(Objective A): From the batch object detection page below, extract everything from "When to use" down to "with input parameters." and reproduce it word for word.
>> start Page extract
[INDEX] // ALL_DOCS ›
[TOC] // ON_THIS_PAGE ›
At a glance
Workload: Run DETR object detection on a batch of COCO 2017 images.
Runner: gpu=t4, cpu=4, ram=16, tenancy=spot ($0.004/min).
Estimated cost: ~$0.05 per run (~10 min on a few hundred images).
This page shows how to run batch object detection on machine.dev GPU runners. The kind of pipeline you’d use to label a dataset, generate annotations, or analyse a video frame by frame.
When to use this
A few reasons you might run GPU-accelerated batch object detection in CI:
- Process large image collections without hand-rolling a server
- Pull objects, people, vehicles, or other entities out of a corpus
- Generate metadata and annotations for a CV training set
- Build analytics from visual content with no manual review
How it works
The pipeline uses the DETR model (facebook/detr-resnet-50) via Hugging Face Transformers. It runs as a GitHub Actions workflow you trigger on demand with input parameters.
The job:
- Sets up Python and CUDA on a GPU runner
- Downloads images from the COCO2017 dataset
- Runs DETR over each image
- Writes annotations and a per-image CSV
- Uploads the CSV as a GitHub Actions artifact
Workflow
name: Batch Object Detection
on:
workflow_dispatch:
inputs:
tenancy:
type: choice
required: false
description: 'The tenancy of the machine'
default: 'spot'
options:
- 'spot'
- 'on_demand'
jobs:
detect_objects:
name: Detect Objects
runs-on: machine/gpu=t4/cpu=4/ram=16/architecture=x64/tenancy=${{ inputs.tenancy }}
steps:
- uses: actions/checkout@v4
- name: Set up Python 3.10
uses: actions/setup-python@v5
with:
python-version: '3.10'
- name: Install Dependencies
run: |
pip install -r requirements.txt
- name: Run Object Detection
run: python3 object_detection.py
- name: Upload Detection Results CSV
uses: actions/upload-artifact@v4
with:
name: detection-results-csv
path: detection_output/detections.csv
Runner config
The default runner used here:
- T4 GPU: 16 GB VRAM, plenty for DETR-resnet-50
- Spot tenancy: ~70-90% cheaper than on-demand
- Configurable CPU, RAM, and architecture
The T4 is fast enough for batch CV pipelines. For heavier models or larger images, step up to L4 or L40S.
>> end Page extract
(Objective B): Find every line in the rows below that contains the word "abdomen", and copy each of those lines.
>> start Exercise material
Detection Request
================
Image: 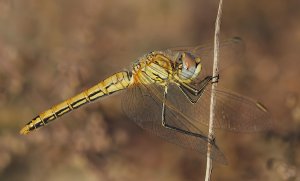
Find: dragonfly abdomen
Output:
[20,72,131,134]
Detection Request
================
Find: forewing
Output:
[169,83,272,132]
[122,74,226,164]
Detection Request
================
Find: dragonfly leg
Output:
[179,75,219,104]
[162,86,215,141]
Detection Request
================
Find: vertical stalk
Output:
[205,0,223,181]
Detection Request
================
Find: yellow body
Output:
[20,51,200,134]
[20,72,131,134]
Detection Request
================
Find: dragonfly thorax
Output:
[132,51,174,85]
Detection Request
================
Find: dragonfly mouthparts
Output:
[20,125,30,135]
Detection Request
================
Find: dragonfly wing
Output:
[169,82,272,132]
[122,75,226,164]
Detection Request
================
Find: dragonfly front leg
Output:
[179,75,219,104]
[161,85,214,141]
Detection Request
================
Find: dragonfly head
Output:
[175,52,201,83]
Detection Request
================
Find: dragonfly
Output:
[20,38,271,163]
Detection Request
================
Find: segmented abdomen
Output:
[20,72,131,134]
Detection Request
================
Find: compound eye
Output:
[182,53,196,70]
[180,53,197,79]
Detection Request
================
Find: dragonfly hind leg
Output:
[162,86,214,144]
[179,75,219,104]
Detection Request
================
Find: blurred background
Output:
[0,0,300,181]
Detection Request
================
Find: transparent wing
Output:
[168,82,272,132]
[122,74,226,164]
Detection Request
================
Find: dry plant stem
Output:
[205,0,223,181]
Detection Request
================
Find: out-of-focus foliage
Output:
[0,0,300,181]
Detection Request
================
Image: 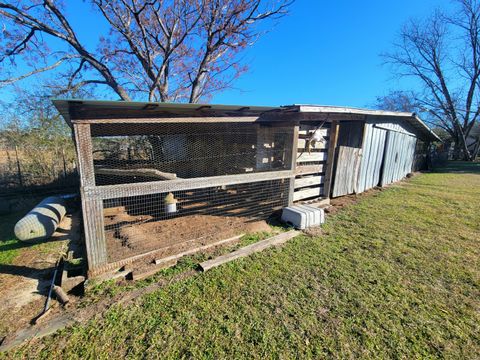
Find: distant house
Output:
[54,100,439,276]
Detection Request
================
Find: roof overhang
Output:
[283,104,441,141]
[52,99,440,141]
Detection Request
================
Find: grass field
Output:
[7,164,480,359]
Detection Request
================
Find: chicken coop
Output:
[54,100,433,276]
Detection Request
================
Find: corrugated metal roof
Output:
[52,99,440,141]
[282,104,441,141]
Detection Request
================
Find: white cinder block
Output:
>> end Exercise material
(Reply A):
When to use this
A few reasons you might run GPU-accelerated batch object detection in CI:
- Process large image collections without hand-rolling a server
- Pull objects, people, vehicles, or other entities out of a corpus
- Generate metadata and annotations for a CV training set
- Build analytics from visual content with no manual review
How it works
The pipeline uses the DETR model (facebook/detr-resnet-50) via Hugging Face Transformers. It runs as a GitHub Actions workflow you trigger on demand with input parameters.

(Reply B):
Find: dragonfly abdomen
Find: segmented abdomen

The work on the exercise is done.